__Extrait__:
......
Tout repose sur des claviers ressemblant à des îles flottantes. Ils sont onctueux, fondent dans l’oreille, ils sont sucrés aussi, mais pas trop, comme pour mieux s’accommoder de l’amertume de certains textes de son acolyte. Sur ces claviers se posent des basses monstrueusement inspirées, pleines d’un groove discret, donnant envie de danser, un peu (ou beaucoup, en fonction des goûts de chacun). Les arrangements sont eux aussi d’une grande finesse, faisant de cette électropop un petit bijou à faire étudier à tous ceux qui, un jour, espèrent atteindre une forme de perfection, celle-ci se situant entre une joie spontanée et dans l’ébauche d’une réflexion plus poussée.
Car l’équilibre se fait là, dans cet élément qui fait que l’oreille se tend aux éléments les plus remuants, mais qu’elle reste scotchée lorsque l’on découvre sa richesse. Autant dire que jamais la lassitude n’intervient, que jamais la suffisance n’apparaît (au détriment d’une exigence sans cesse réitérée). D’ailleurs, la richesse musicale s’accouple à merveille aux textes, leur donne une dimension encore plus folle, plus « concrète ».
Derrière les mots se cache donc l’autre moitié du duo. Louis Aguilar joue avec les mots, les expressions qu’il triture à sa guise, créant des images d’une vérité que nul ne peut contredire. Auréolées d’un léger humour, presque pince sans rire, les paroles décrivent la vie d’un homme, ses petites errances, ses petites désespérances, et puis aussi ses espoirs, plus grands, mais aussi ses espoirs d’une vie simplement plus douce, parce que partagée.
Textes.
Ils sont l’autre versant de la musique. Contrairement à certains disques où la musique est facilement dissociable des textes, ici, il n’en est rien. Les mots nourrissent les notes, les ambiances mélodiques décuplent le spleen des textes, ou leur lumière. Ils sont tellement indissociables qu’il est impossible de savoir lesquels sont venus les premiers (musique ou mots), équation de l’oeuf ou de la poule irrésolvable, et c’est tant mieux.
La voix de Louis Aguilar, de velours, profonde, et portant une émotion palpable, décuple elle aussi le simple pouvoir évocateur de ce qu’elle raconte. Elle attire l’oreille, la flatte (notamment parce qu’elle est très bien mixée, produite, sans effet (électropop ne rime pas encore forcément avec autothune), et nous demande d’éplucher les textes jusqu’à l’os. Ils sont réalistes, mais ne sont pas de la chanson française du même qualificatif, car Weekend Affair parvient à laisser les impressions générées par leur musique (autant celle des instruments que celle des paroles) infuser et répandre autour d’elles leur message subliminal.
Autrement dit, le pouvoir de l’imaginaire, celui qui fait naître des images que seuls les mots frôlent, fonctionne à plein régime et des scènes de vie quotidienne, autant basées sur le vécu du duo que sur celui de qui écoute le disque, naissent bien vite dans notre esprit. Sans douleur, sans contrainte, elles font néanmoins affleurer une mélancolie joyeuse aux abords de notre cœur.
......
__Entrées extraites__:

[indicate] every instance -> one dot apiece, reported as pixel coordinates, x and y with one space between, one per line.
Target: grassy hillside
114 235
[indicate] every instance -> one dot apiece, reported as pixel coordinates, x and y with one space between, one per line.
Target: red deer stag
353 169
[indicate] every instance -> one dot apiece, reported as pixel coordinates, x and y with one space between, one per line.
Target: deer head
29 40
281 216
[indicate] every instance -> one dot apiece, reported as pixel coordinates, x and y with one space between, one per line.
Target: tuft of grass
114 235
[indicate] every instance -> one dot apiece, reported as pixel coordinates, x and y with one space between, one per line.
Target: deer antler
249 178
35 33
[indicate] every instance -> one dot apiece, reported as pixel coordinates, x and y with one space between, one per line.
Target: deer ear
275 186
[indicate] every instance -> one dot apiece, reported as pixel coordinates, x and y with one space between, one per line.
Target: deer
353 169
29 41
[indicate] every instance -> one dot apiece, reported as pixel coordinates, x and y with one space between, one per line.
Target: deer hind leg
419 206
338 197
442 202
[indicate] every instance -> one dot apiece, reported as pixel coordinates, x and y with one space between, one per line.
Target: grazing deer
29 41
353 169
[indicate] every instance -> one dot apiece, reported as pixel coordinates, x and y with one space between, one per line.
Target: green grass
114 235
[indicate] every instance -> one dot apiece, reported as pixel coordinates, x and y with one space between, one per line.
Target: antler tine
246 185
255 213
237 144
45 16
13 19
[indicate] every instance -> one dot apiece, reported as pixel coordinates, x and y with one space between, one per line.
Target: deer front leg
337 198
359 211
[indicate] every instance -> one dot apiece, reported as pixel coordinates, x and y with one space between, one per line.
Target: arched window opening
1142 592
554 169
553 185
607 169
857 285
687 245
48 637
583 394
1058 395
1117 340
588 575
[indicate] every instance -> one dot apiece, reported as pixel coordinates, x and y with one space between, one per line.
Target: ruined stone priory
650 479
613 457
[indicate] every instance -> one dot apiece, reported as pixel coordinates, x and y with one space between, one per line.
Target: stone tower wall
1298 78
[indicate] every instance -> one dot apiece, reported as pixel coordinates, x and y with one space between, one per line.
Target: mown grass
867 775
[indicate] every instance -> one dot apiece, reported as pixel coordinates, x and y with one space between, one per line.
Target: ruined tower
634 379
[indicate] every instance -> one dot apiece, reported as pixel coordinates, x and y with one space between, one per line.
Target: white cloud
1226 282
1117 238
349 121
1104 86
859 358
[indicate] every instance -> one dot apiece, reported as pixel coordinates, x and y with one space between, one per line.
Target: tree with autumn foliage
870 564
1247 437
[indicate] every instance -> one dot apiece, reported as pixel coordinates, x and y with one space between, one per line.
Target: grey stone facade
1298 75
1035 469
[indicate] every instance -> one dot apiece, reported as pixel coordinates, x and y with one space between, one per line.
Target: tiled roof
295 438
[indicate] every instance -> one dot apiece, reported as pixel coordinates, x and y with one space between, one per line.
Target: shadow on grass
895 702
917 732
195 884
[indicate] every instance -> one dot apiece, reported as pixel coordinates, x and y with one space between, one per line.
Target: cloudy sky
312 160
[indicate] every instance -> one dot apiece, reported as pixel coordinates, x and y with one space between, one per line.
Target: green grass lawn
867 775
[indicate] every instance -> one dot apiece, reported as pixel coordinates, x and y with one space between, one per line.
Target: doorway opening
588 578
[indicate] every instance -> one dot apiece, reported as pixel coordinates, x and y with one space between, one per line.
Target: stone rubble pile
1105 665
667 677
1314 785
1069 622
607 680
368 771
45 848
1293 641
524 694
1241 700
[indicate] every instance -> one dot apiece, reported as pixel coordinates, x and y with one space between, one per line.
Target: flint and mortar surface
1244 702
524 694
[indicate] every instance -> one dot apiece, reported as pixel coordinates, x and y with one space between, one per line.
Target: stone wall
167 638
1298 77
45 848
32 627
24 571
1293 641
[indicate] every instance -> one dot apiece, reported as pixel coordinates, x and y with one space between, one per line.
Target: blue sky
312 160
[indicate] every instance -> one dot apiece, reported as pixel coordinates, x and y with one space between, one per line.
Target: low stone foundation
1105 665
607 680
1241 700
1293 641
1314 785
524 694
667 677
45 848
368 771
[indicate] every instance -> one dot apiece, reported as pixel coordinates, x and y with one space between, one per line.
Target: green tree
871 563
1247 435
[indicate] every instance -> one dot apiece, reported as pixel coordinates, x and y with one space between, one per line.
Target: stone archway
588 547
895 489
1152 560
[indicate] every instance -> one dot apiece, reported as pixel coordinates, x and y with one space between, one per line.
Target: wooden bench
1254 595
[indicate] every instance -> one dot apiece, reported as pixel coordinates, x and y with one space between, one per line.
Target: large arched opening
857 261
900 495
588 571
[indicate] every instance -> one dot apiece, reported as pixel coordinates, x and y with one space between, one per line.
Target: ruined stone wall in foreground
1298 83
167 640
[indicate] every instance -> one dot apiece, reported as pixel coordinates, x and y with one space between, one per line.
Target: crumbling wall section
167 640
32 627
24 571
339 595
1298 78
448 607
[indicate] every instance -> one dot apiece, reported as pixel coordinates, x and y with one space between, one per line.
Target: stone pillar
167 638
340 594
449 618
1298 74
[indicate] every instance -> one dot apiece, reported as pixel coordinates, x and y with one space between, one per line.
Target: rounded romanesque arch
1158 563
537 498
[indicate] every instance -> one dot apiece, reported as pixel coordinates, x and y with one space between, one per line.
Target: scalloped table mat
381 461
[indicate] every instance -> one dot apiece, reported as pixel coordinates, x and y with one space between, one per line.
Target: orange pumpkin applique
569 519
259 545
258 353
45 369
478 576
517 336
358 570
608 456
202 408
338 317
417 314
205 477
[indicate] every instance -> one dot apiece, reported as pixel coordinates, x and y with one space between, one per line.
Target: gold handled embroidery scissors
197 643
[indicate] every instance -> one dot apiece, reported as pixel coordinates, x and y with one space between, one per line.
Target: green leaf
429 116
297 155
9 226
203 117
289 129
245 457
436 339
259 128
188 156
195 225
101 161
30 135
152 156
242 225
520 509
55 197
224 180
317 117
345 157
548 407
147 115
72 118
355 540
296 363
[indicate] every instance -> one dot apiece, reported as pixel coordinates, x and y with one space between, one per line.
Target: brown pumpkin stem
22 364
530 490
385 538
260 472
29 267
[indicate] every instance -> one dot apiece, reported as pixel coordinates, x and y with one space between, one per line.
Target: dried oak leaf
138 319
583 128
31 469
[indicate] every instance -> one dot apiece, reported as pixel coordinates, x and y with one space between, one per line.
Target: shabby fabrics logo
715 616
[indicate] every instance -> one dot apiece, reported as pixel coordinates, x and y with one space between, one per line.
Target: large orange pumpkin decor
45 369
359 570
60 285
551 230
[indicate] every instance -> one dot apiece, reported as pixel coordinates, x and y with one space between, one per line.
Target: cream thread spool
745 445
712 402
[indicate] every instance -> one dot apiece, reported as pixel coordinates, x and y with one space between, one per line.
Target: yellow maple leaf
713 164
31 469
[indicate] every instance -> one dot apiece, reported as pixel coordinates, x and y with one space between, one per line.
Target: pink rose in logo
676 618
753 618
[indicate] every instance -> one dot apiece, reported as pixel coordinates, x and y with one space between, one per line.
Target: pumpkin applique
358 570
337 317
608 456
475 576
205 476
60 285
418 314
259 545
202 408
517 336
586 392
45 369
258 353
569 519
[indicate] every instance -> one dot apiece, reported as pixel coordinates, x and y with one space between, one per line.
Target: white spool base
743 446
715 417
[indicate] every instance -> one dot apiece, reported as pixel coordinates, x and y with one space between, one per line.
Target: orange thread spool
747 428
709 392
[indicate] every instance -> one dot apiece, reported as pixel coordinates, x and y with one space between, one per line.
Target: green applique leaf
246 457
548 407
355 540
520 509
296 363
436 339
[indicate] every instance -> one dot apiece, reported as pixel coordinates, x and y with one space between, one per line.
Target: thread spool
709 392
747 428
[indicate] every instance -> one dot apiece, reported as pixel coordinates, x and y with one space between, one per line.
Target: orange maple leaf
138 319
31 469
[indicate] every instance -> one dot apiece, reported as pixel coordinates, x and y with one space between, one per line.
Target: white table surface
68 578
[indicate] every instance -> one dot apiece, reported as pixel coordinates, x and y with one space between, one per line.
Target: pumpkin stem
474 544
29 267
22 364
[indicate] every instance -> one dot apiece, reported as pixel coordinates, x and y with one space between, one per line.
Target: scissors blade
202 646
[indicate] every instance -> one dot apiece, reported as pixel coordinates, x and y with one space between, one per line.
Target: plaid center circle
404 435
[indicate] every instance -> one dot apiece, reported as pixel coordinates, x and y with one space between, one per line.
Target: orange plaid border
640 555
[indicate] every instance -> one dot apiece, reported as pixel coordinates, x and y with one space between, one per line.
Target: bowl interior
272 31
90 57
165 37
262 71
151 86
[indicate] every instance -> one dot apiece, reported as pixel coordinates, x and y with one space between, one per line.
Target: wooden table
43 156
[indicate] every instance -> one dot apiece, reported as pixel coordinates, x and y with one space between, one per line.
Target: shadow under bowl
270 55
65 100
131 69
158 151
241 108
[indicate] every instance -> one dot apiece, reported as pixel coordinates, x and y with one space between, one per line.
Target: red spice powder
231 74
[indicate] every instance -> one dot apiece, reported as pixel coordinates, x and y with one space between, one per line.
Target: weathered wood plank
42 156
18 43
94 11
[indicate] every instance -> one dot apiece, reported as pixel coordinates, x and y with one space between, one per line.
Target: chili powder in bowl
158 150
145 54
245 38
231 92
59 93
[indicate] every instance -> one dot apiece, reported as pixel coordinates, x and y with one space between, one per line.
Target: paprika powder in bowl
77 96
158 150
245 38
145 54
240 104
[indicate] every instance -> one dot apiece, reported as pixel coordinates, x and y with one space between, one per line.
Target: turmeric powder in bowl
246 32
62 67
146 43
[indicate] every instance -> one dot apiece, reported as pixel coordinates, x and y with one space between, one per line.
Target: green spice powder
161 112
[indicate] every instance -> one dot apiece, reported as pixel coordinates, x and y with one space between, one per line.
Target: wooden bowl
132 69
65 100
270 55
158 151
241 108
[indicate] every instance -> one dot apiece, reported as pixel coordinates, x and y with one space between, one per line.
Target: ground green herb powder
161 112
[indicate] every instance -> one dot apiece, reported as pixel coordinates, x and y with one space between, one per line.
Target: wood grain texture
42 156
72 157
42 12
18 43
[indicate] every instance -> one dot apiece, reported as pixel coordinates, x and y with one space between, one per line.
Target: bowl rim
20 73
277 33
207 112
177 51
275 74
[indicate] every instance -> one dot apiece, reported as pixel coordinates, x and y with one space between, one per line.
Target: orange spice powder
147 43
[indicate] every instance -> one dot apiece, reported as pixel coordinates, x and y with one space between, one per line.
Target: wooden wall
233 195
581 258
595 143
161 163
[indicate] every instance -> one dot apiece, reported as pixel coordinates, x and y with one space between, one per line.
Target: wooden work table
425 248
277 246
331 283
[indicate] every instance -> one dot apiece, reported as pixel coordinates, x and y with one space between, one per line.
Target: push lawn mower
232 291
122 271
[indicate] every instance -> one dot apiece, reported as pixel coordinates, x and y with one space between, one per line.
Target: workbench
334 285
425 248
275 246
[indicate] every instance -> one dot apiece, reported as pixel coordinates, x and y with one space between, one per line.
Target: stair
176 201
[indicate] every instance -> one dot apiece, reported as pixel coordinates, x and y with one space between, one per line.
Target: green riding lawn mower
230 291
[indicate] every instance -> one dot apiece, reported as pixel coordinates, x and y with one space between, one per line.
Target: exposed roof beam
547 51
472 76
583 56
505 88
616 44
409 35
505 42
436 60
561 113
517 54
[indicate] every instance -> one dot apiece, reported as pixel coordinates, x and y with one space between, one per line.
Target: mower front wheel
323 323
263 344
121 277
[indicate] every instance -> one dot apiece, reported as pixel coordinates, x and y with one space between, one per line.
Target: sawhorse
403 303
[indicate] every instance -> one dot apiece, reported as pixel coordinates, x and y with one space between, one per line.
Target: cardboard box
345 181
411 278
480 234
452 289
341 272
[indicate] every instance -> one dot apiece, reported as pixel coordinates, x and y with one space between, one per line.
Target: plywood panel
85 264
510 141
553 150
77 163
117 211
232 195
......
Prolongez la critique musicale consacrée au duo Weekend Affair en reprenant juste après sa dernière phrase. Les entrées constituent un matériau à part, sans lien avec la critique musicale.

__Réponse attendue__:
Jamais plombant.
Paradoxe ou non-sens qu’une mélancolie joyeuse, mais comment la décrire autrement ? Elle existe véritablement, cette mélancolie, sur les fins de mots, quand la voix s’étiole, de même qu’elle prend vie par le choix des mots eux-mêmes. Néanmoins, la musique hausse tout cela d’une énergie bienfaisante, d’une énergie de vie, d’un romantisme également, qui contrebalance par la joie une déprime qui aurait pu devenir pesante.
Fond et forme se confondent donc en une seule identité, celle d’un duo soudé, inventif, qui s’est aussi véritablement trouvé. Car sans atomes crochus, pas d’âme à naître d’une musique. Ici, nous en découvrons une élégante, raffinée, mais qui sait ne jamais se vautrer dans le « trop ». Avec intelligence, elle refuse les schémas préétablis pour aller à son essence, celle d’une musique qui vient du cœur.
LE titre de Quand vient la nuit.
Bon, seule certitude vraiment certaine, c’est que le titre de cet album n’est pas J’ai mis mon survêt. Parce que, même si musique et paroles sont encore une fois fortement soudées, elles le sont dans un excès presque dance. On retiendra plus facilement Fini de jouer, Enfants de la fatigue (jouant sur l’air de la Marseillaise, et d’une manière plutôt maligne), le morceau titre qui clôt l’album est également magnifique.
Fini de jouer, qui le démarre cet album, est une excellente mise en bouche. Il annonce la couleur de façon presque discrète mais qui ravit par sa production, par les paroles qui font mouche, et par une musicalité qui déjà montre de belles choses. Ce titre ne donne au final qu’une chose, envie d’écouter ceux qui le suivent. Et ce à chaque nouvelle fois que la galette est placée dans la chaîne hifi, le même effet nous séduit. Pour un identique plaisir à chaque nouvelle écoute.